### Collected data
===
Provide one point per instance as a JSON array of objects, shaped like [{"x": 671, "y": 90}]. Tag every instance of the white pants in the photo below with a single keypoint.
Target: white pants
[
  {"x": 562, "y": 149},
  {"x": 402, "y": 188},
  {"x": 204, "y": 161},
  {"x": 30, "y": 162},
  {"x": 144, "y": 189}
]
===
### Exercise aim
Copy every one of the records above word for word, keeping each line unchanged.

### Result of the task
Provide one point per instance as a JSON array of objects, shaped like [{"x": 671, "y": 90}]. Tag every instance of the white pants in the photo below with a single keypoint.
Target: white pants
[
  {"x": 562, "y": 149},
  {"x": 402, "y": 188},
  {"x": 204, "y": 161},
  {"x": 30, "y": 162},
  {"x": 144, "y": 189}
]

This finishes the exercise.